## Challenge
Everything in the listing should be restated word for word.

## Recorded data
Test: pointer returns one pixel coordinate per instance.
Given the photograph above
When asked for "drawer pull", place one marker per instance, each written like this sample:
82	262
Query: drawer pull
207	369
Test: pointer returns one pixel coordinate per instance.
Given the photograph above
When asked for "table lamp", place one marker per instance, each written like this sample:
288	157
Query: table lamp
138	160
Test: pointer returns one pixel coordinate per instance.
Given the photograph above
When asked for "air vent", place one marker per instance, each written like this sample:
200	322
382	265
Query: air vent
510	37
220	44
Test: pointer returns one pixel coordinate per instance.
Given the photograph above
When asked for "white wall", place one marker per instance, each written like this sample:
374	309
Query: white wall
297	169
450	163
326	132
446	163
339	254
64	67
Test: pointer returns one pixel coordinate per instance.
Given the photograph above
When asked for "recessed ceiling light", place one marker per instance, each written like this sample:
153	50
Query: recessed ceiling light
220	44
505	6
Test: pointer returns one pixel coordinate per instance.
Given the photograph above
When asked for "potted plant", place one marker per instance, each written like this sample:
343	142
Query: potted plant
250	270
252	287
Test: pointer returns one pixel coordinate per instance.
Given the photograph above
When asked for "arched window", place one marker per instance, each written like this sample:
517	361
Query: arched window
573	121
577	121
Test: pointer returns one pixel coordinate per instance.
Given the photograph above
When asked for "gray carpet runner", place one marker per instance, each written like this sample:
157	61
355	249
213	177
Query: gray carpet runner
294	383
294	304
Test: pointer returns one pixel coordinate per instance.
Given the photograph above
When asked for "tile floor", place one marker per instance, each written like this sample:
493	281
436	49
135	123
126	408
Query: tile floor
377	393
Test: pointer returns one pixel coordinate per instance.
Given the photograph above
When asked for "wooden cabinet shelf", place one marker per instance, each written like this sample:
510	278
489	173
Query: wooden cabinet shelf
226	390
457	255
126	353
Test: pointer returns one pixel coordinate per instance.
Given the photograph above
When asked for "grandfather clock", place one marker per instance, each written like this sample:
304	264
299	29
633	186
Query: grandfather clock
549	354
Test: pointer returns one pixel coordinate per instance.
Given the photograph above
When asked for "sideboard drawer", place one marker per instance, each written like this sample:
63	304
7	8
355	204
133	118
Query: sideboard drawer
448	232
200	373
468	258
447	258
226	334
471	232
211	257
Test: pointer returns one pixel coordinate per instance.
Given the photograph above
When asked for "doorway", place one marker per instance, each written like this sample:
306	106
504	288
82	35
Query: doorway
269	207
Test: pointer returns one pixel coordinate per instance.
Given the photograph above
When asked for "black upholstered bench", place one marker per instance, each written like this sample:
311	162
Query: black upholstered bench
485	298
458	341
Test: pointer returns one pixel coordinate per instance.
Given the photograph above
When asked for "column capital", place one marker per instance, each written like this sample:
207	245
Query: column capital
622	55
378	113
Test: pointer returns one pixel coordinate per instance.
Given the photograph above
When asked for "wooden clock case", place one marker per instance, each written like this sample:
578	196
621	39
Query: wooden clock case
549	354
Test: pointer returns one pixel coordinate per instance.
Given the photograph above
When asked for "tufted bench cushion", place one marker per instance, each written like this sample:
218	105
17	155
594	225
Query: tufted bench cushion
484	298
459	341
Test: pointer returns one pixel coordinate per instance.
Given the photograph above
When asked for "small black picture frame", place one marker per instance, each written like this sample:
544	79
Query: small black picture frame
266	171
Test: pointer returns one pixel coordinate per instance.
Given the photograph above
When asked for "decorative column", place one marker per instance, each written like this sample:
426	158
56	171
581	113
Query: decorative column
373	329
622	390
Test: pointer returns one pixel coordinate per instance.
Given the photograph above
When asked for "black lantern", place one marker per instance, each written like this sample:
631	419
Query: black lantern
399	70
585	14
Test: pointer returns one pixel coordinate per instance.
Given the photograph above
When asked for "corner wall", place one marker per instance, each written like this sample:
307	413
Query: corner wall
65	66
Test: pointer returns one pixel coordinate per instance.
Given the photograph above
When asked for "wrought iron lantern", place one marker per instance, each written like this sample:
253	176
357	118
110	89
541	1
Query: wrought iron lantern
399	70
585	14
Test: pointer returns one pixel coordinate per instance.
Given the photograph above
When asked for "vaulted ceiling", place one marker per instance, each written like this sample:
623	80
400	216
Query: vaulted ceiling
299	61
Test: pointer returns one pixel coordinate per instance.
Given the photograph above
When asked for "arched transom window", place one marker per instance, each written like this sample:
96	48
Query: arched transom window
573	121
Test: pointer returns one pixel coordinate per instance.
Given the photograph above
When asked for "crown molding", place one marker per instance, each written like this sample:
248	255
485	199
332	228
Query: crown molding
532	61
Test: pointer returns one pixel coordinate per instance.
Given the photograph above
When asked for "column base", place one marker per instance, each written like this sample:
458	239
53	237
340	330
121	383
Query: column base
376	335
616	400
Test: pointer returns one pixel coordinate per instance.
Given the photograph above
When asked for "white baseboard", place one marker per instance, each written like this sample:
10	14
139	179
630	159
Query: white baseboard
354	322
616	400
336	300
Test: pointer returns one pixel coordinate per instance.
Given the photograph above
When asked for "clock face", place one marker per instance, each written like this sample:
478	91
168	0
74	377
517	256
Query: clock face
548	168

## Finished task
Test: pointer returns one pixel coordinate per instance.
Given the photograph above
When asked for "drawer pull", place one marker per instance, each written like this sample:
82	262
Query: drawer pull
207	369
Test: pointer returns one pixel coordinate per instance.
Given the photograph above
When asked for "table lamp", place one marker per instance, each written like this sample:
288	157
Query: table lamp
138	160
Test: pointer returns one pixel coordinate per instance.
Given the photograph above
When asked for "air vent", place one marker per instance, each written like this sample:
200	322
382	265
Query: air vent
510	37
220	44
Test: pointer returns one pixel coordinate per instance.
Given the photograph above
When asked for "white wall", place one marker per instance, each written like this sample:
374	309
Query: white wall
297	169
450	163
326	132
446	163
339	254
64	67
Test: pointer returns one pixel coordinate per instance.
Given the photograph above
When asked for "recessed ceiling light", place one marker per instance, each written like this sample:
153	50
Query: recessed ceiling light
220	44
505	6
Test: pointer returns one pixel coordinate per instance.
Given the photograph above
When asked for "potted plant", place one marker per instance, each written like this sample:
343	142
Query: potted plant
250	270
252	287
Test: pointer returns one pixel coordinate per instance.
Given the photograph above
When asked for "arched window", place one marker per instance, each written like this sample:
517	361
Query: arched window
573	121
577	121
Test: pointer returns one pixel coordinate per instance.
Given the photograph above
When asked for "gray carpet runner", place one marker per instance, each written like this sample:
157	61
355	249
213	177
Query: gray carpet runner
294	383
294	304
Test: pointer returns one pixel coordinate per instance.
Given the photograph above
When asked for "tile floor", place one marker per instance, each written like this sample:
493	281
436	49
135	123
126	408
Query: tile floor
377	393
Test: pointer returns one pixel coordinate per instance.
Given the photograph above
When asked for "wooden cabinet shelf", place one marker per instance, each written like this sample:
510	278
489	173
Query: wooden cabinet shelf
226	390
457	255
126	353
Test: pointer returns one pixel coordinate per instance.
Given the photograph above
When asked for "grandfather clock", place one marker per instance, each written like this sample:
304	264
299	29
633	186
Query: grandfather clock
549	354
Test: pointer returns one pixel coordinate per instance.
Given the photograph above
When asked for "sideboard drawer", place one marker per instance, each written like this sample:
63	304
7	8
355	204
133	118
Query: sideboard drawer
448	232
200	373
468	258
447	258
226	334
471	232
211	257
Test: pointer returns one pixel coordinate per instance.
Given the photograph above
When asked for "doorway", place one marker per instance, each written like this sample:
306	106
504	288
82	35
Query: doorway
269	207
Test: pointer returns one pixel coordinate per instance.
Given the photograph above
When asked for "black upholstered bench", place one marker per instance, each written like this sample:
311	162
Query: black upholstered bench
485	298
458	341
Test: pointer returns one pixel coordinate per instance.
Given the photograph above
When asked for "column capital", place one marker per instance, each written like this sample:
207	245
Query: column capital
622	55
378	113
Test: pointer returns one pixel coordinate per instance.
Given the photograph above
When asked for "wooden clock case", place one marker per instance, each written like this sample:
578	196
621	39
Query: wooden clock case
549	354
Test: pointer returns one pixel coordinate per instance.
Given the photograph above
When asked for "tufted bench cushion", place one marker per instance, each written like this sample:
218	105
17	155
594	225
Query: tufted bench cushion
484	298
459	341
Test: pointer returns one pixel coordinate per instance.
Given the photograph above
When asked for "small black picture frame", place one marker per instance, each written like this sample:
544	79
Query: small black picture frame
266	171
Test: pointer returns one pixel coordinate per instance.
Given the photograph above
When asked for "decorative column", place one marker per instance, each written like this sample:
426	158
56	171
581	113
Query: decorative column
373	329
622	390
Test: pointer returns one pixel coordinate per instance.
Given the photograph above
When asked for "black lantern", place one marker per instance, each written like this sample:
631	419
Query: black lantern
399	70
585	14
Test: pointer returns one pixel coordinate per instance.
Given the photograph above
When asked for "corner wall", place one marker per instance, each written like this sample:
307	413
Query: corner wall
65	66
Test: pointer returns one pixel coordinate per instance.
Given the photograph above
When asked for "wrought iron lantern", place one marker per instance, each written like this sample:
253	176
357	118
110	89
541	1
Query: wrought iron lantern
399	70
585	14
Test: pointer returns one pixel coordinate per instance.
Given the photograph above
When asked for "vaulted ceiling", place one marker per instance, each written like this sample:
623	80
400	216
Query: vaulted ceiling
299	61
Test: pointer returns one pixel coordinate per instance.
Given the photograph above
When asked for "arched transom window", place one marker per instance, each written like this sample:
96	48
Query: arched transom window
573	121
Test: pointer returns one pixel coordinate per instance.
Given the photograph above
When asked for "crown molding", place one marker per instance, each written like this sample:
248	255
485	199
332	228
Query: crown molding
532	61
Test: pointer returns one pixel coordinate per instance.
Given the photograph above
When asked for "column base", place one marker per instance, each written like this sample:
458	239
53	237
340	330
121	383
Query: column base
376	335
616	400
Test: pointer returns one pixel coordinate per instance.
Given the photograph above
When asked for "white baseboard", place one marker per instance, each written like this sample:
10	14
139	179
630	159
Query: white baseboard
354	322
616	400
336	300
Test: pointer returns one pixel coordinate per instance.
Given the photograph above
When asked for "clock face", place one marker per instance, each written like this sample:
478	91
168	0
74	377
517	256
Query: clock face
548	168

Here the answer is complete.